### Provided material

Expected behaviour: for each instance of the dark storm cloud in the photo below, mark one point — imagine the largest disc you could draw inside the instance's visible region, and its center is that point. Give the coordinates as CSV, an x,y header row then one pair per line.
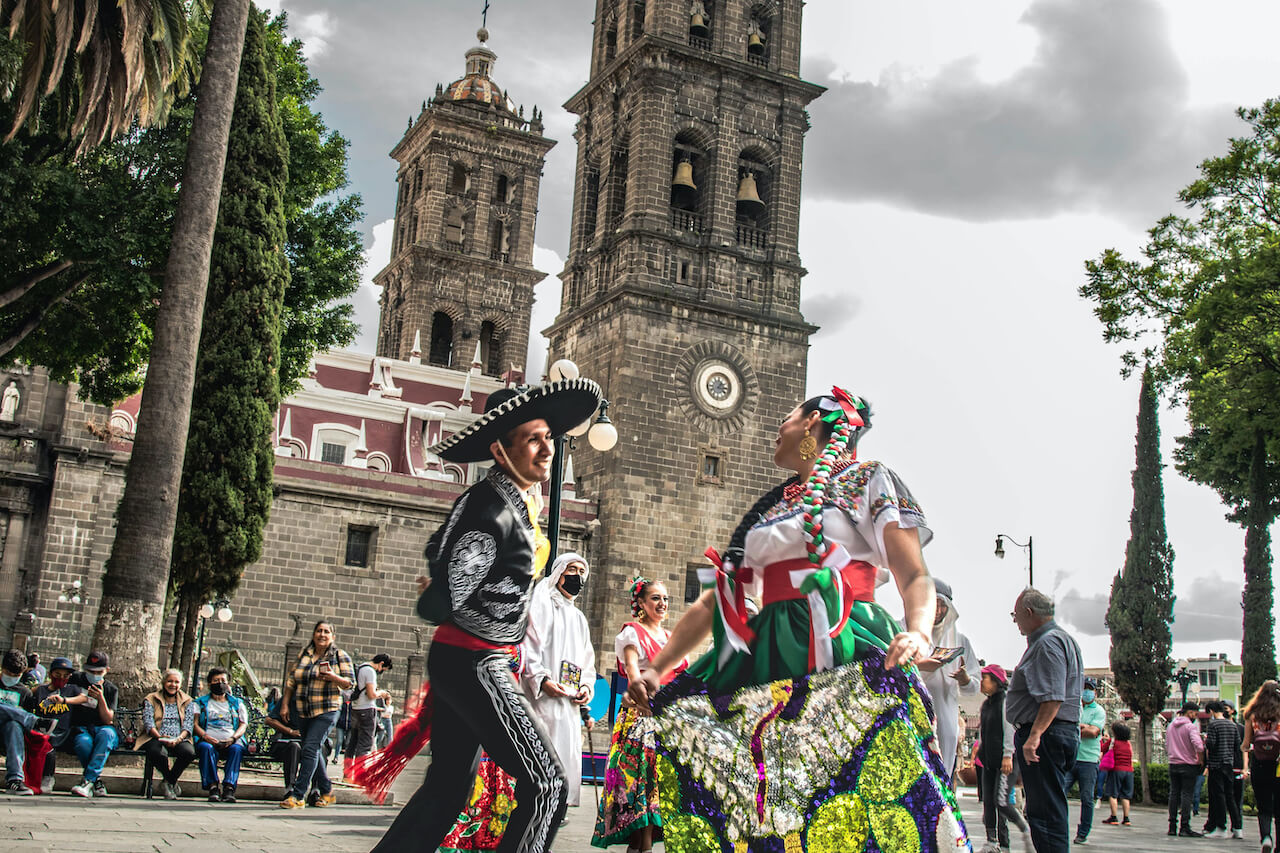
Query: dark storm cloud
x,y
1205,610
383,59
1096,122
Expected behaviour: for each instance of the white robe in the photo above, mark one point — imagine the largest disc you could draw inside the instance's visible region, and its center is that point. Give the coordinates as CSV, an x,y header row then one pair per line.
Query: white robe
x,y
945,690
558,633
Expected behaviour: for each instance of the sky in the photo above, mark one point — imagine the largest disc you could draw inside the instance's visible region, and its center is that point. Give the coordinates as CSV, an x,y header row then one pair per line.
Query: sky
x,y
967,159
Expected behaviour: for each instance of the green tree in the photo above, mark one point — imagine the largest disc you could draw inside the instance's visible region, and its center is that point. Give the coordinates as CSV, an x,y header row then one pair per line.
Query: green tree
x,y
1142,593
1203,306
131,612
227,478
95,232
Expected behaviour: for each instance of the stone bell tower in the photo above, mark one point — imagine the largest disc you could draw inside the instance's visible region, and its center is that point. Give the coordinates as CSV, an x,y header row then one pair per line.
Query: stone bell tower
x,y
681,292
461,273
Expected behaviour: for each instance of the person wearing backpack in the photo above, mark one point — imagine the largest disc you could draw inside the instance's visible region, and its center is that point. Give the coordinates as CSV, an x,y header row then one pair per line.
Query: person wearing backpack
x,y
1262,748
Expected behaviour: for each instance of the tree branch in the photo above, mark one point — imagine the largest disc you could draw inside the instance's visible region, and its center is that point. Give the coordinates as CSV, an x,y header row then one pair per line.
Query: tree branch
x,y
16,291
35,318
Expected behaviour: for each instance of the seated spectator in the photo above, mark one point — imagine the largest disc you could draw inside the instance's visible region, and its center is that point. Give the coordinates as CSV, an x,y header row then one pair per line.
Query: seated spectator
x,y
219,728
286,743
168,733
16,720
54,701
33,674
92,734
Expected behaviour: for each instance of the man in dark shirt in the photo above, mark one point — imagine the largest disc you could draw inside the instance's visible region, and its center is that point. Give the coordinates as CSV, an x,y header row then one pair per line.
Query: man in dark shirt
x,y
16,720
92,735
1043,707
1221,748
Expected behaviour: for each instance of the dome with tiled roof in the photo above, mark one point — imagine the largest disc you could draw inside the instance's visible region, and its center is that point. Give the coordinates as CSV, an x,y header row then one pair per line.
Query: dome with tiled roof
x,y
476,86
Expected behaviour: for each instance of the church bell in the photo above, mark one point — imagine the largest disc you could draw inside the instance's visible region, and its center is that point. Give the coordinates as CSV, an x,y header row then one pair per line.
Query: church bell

######

Within the entries, find each line holding the string "church". Reply with how many there are, as a number alone.

■ Response to this exercise: 2